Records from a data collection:
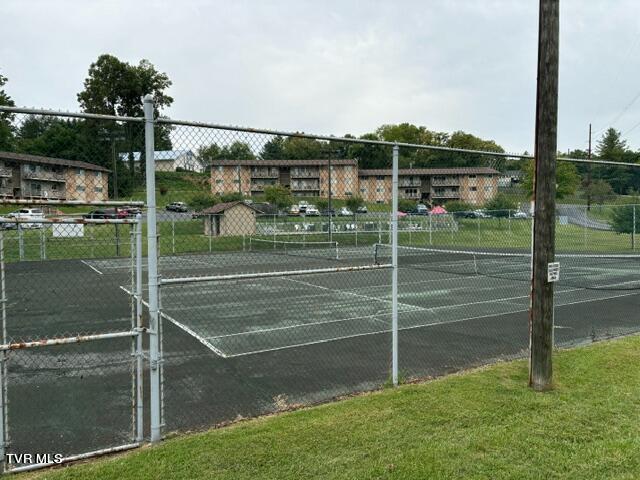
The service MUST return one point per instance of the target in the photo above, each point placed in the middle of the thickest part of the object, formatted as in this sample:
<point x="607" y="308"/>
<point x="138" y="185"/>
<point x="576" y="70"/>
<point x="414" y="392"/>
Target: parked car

▶ The problem: Copy all of the data above exactly. Leave out every picture.

▶ Solution for this task:
The service MUST return one point per instance of the target in the photo above, each point placed in the middle of the thickest part of the object, formatted as in this sample:
<point x="607" y="308"/>
<point x="138" y="185"/>
<point x="576" y="70"/>
<point x="414" y="392"/>
Target: parked car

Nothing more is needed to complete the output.